**Text shown**
=-=-=-=-=

There is a certain numbness that comes over us. Maybe this is a state of disbelief. We hear things as if the news is not real yet, we know this is real. We know what’s happening but somehow, the news is like a funnel of water and we lose to it like water loses to a drain. At best, all we can do is surrender.
I was numb. I was in a state of total disbelief. I had flashes of memory and tiny ones at that. I had pictures in my mind that came from times when The Old Man and I were on a fishing trip or walking the beach on New Year’s Day. I was able to remember the times when we played golf together. I was never very good and The Old Man used to ride me about lifting my head when I’d take my swing. But still, these were the best of times.
There was a time in spring during the opening day of baseball season. My uniform was too big for my little body. My head swam inside of my baseball hat. My buck teeth were clear and so were the freckles on my nose.
I could recall the vision of my Old Man tossing a baseball in slow motion and teaching me how to catch. I can remember him teaching me how to hold the baseball and learning to throw.
I remember the way his wrist snapped when tossing the ball, which is what I tried to do. I thought about the memories we shared and the lack thereof, due to the split in our personalities.
I thought about the rifts and the arguments and whether we tried hard enough or not at all, the tension between us was too much to overcome. It wasn’t always like this. No, there was a time when all I wanted was his approval and attention. It had been so long since he was proud of me that I forgot what it felt like to hear The Old Man tell me so.
I was only 17.
This means that I only had him for 17 years. This meant whatever memories I had or whatever times we shared, this was it. We had 17 years to make our relationship work but 17 years just wasn’t long enough. I wanted more but who could I ask?
I packed my things and boarded a van from the farm. There was a strange silence in the ride over to the bus station. I remember this clearly.
John was a person who only knew me for a short while. He was a counselor but more, he was decent to me. He didn’t promise me anything. Least of all, John never offered the common words that most people say in times like this. He never said, “Everything is going to be okay.”
John . . .
He was a hero on this day.
I cannot begin to describe how meaningful his time was with me. I cannot begin to accurately define how comforting he was. He simply knew that I was a young boy. He knew that I was about to become a man and that I was hurting.
I can recall looking out of the window as John drove us down Route 17. The snowfall was beautiful. The sky was gray and quiet. I couldn’t believe the beauty of the moment nor could I understand how things like this happen. How does the world keep turning in spite of news like this?
The Old Man had worked his entire life. He had moments of success but his real success came towards the end. And this was it. This was the end. This was the moment that no one expects yet, this was something that all of us face: The Final Goodbye.
My Mother used to tell me that death is part of living. She used to tell me that this is part of life and whether we like it or not, we only get one shot at this world. I never listened to Mom very much. Then again, I had different priorities at the time.
The following event was something that I will never forget or un-see. Also, the following event is an analogy and used in this text as a symbol, which I am sure you will understand.
While at the station, I had to go to the bathroom before my departure. As a representative of the farm, John went over to the window to buy my bus ticket. I explained that I was heading to the restroom.

=-=-=-=-=

**Do this**
Carry on the memoir about learning of The Old Man's death, writing what comes after its final sentence at the bus station.

=-=-=-=-=

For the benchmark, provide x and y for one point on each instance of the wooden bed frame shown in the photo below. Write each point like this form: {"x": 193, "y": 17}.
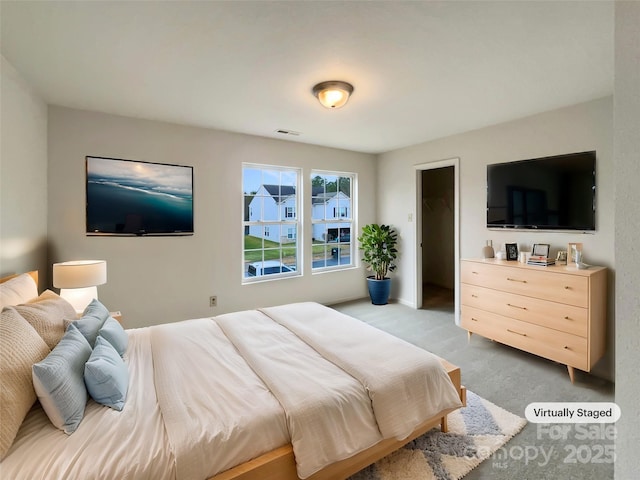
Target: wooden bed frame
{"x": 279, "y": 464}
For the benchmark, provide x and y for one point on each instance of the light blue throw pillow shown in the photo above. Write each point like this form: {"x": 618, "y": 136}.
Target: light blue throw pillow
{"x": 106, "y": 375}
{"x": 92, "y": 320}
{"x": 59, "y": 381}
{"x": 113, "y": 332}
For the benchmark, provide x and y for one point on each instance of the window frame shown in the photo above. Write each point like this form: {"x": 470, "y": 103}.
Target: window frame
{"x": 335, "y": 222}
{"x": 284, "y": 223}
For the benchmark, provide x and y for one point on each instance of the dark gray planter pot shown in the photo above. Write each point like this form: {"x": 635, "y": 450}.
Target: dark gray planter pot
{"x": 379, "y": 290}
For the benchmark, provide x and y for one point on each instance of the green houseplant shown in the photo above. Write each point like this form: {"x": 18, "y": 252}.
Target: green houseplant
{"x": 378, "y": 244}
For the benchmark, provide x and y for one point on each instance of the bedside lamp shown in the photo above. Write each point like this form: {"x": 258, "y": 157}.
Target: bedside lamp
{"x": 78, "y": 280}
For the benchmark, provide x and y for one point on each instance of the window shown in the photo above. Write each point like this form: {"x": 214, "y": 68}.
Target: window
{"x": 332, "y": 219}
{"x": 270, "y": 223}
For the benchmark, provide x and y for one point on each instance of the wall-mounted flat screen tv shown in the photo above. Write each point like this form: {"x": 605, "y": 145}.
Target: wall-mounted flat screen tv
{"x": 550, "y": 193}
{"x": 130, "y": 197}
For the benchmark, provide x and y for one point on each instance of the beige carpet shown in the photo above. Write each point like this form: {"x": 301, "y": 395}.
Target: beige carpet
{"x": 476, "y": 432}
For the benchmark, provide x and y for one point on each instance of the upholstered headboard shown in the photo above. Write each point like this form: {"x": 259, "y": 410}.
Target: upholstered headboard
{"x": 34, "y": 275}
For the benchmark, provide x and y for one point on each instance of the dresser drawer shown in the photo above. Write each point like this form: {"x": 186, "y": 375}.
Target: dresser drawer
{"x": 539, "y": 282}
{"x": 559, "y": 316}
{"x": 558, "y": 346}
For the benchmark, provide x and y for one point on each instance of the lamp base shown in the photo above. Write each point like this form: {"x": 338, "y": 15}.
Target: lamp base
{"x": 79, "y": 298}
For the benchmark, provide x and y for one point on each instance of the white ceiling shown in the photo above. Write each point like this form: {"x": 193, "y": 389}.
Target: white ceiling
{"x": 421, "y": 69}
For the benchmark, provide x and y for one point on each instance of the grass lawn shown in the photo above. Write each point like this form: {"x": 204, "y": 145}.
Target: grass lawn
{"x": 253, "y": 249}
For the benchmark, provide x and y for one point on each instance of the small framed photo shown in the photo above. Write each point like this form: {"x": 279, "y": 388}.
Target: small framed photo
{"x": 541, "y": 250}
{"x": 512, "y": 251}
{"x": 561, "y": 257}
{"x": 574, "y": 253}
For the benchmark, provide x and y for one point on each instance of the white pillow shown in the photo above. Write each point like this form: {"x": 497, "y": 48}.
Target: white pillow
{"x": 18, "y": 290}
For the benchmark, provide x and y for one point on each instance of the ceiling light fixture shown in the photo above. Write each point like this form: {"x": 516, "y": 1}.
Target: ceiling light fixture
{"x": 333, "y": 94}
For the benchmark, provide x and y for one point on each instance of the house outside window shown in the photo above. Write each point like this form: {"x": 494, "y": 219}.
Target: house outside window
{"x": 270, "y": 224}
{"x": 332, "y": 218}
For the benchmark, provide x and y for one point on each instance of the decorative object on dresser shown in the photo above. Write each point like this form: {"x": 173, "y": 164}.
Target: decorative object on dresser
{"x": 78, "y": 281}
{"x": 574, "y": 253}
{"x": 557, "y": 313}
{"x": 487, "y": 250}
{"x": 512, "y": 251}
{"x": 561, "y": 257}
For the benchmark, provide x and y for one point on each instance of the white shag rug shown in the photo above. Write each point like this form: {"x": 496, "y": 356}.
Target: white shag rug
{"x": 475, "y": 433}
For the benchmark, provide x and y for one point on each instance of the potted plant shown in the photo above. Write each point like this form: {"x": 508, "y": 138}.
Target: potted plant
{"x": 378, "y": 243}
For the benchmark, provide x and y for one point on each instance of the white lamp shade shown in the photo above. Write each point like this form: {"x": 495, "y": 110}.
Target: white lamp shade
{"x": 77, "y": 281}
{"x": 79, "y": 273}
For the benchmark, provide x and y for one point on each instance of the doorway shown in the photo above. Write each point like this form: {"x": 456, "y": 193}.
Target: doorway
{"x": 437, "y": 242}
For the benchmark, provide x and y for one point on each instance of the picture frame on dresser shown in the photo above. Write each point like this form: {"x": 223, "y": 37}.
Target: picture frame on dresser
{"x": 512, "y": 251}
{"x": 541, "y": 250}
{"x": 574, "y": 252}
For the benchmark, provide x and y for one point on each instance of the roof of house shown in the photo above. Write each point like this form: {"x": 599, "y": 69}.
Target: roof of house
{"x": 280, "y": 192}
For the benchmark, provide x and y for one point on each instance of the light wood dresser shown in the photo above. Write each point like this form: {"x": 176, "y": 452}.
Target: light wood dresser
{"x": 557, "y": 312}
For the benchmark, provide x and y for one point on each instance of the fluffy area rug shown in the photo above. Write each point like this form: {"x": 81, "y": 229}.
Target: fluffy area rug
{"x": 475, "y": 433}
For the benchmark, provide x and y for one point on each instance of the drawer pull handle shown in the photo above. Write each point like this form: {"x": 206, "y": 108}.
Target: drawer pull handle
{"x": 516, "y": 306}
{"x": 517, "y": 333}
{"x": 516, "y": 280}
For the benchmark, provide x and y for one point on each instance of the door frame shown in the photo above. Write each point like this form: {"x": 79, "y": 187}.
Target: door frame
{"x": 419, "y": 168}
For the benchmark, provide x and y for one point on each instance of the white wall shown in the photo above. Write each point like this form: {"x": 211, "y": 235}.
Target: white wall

=-=-=-=-=

**Output of the task**
“Try to make it fast,” John said.
“The bus is leaving in a few minutes.
I recall entering through the restroom door. I remember the sinks at the wall in front of me and the large mirror that reached from the countertop to the ceiling. I remember looking into the eyes of my reflection, still in total disbelief. I stood to do my business quickly at the urinal when suddenly, I heard a voice cry out.
The voice was the sound of an old man. He was as humbled as could be and stuck in one of the stalls with a messy predicament.
“Help me!” he cried out again.
The sound of his voice was the true sound of helplessness.
“Help me,” he shouted. “I made a mess.”
His wife was outside screaming for him.
“Help me,” he said. “I made a mess!”
I opened the stall without a second of hesitation. I could hear the elderly man’s wife screaming from outside the door. She was shouting that the bus was about to leave.
But all the old man could do was scream, “I made a mess!”
There were no paper towels in his stall and hardly enough toilet paper to appropriately clean him up. I ran to the dispenser and gathered as many paper towels as I could. I wet some of them so that he could clean himself and his shorts.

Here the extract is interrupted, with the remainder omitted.